+++ RECORDED INFORMATION +++

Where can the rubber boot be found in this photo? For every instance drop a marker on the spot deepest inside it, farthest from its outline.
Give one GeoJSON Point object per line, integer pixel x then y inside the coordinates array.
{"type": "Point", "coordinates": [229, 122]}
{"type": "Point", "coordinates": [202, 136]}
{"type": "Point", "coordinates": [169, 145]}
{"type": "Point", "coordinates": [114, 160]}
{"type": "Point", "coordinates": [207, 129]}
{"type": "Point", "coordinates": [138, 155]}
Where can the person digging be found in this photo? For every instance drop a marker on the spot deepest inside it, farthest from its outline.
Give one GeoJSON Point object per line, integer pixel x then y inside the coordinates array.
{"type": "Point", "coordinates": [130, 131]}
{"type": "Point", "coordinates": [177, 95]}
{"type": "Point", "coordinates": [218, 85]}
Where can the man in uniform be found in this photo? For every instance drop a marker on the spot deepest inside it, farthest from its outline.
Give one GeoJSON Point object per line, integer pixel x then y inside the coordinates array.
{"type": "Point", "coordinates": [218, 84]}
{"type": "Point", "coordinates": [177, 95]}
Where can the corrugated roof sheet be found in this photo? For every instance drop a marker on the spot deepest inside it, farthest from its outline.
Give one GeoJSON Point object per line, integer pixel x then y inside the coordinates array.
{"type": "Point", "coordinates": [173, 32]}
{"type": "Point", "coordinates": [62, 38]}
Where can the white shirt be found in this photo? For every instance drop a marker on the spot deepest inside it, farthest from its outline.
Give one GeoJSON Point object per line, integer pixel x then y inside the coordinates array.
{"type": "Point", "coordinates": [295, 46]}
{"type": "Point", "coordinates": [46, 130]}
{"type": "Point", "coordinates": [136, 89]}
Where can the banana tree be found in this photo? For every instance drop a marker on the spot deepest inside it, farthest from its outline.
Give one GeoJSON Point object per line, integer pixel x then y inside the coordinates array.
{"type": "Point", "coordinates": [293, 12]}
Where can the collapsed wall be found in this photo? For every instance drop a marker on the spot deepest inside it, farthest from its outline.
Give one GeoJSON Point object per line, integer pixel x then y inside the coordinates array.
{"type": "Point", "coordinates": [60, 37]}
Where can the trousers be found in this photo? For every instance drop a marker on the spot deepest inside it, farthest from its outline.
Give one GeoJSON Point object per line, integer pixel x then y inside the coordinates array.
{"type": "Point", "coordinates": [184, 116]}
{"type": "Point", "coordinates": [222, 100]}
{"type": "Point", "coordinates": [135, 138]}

+++

GIVEN INSTRUCTION> Would you reproduce the material above in full, exactly as given?

CORRECT OUTPUT>
Where can the rubber boot be found in this photo? For every instance drop a marker on the spot deepest inside it, farthest from its outline.
Give one GeoJSON Point object per line, integer pixel x then y inside the coordinates array.
{"type": "Point", "coordinates": [229, 122]}
{"type": "Point", "coordinates": [202, 136]}
{"type": "Point", "coordinates": [169, 145]}
{"type": "Point", "coordinates": [114, 160]}
{"type": "Point", "coordinates": [207, 129]}
{"type": "Point", "coordinates": [138, 155]}
Where can the person digging be found in this photo? For every instance drop a marker on the spot deepest inside it, farthest from its outline.
Give one GeoJSON Point object per line, integer pixel x then y inside the coordinates array.
{"type": "Point", "coordinates": [130, 131]}
{"type": "Point", "coordinates": [177, 95]}
{"type": "Point", "coordinates": [218, 85]}
Where can the man in uniform be found in this photo? For every instance drop a marker on the spot deepest inside it, farthest from its outline.
Give one GeoJSON Point object per line, integer pixel x then y inside the coordinates array.
{"type": "Point", "coordinates": [218, 84]}
{"type": "Point", "coordinates": [177, 95]}
Where can the corrugated roof sheet be found in this photo? For every instance drop a marker on the spot deepest inside it, farthest from its outline.
Give one GeoJSON Point object per line, integer pixel x then y inside the coordinates array.
{"type": "Point", "coordinates": [173, 32]}
{"type": "Point", "coordinates": [62, 38]}
Where can the white shirt be found in this photo? For every instance drop a marker on the spot deepest inside it, farthest from its outline.
Give one GeoJSON Point object per line, integer pixel x then y inside the coordinates array.
{"type": "Point", "coordinates": [295, 46]}
{"type": "Point", "coordinates": [46, 130]}
{"type": "Point", "coordinates": [136, 89]}
Where can the banana tree be found in this photo? For every instance drop a marker on the spot deepest inside it, farthest from its outline.
Give one GeoJSON Point object per line, integer pixel x then y inside the coordinates array.
{"type": "Point", "coordinates": [293, 12]}
Where can the collapsed wall be found in this photo? For every instance drop a marker on the spot deepest inside it, farthest from its outline.
Give one GeoJSON Point object per line, integer pixel x then y inside the coordinates array.
{"type": "Point", "coordinates": [60, 37]}
Where can the trousers be found in this photo? For every instance drop a marker on the spot deepest inside it, farthest from its outline.
Give one GeoJSON Point object per line, integer pixel x then y inside the coordinates array.
{"type": "Point", "coordinates": [184, 116]}
{"type": "Point", "coordinates": [222, 100]}
{"type": "Point", "coordinates": [135, 138]}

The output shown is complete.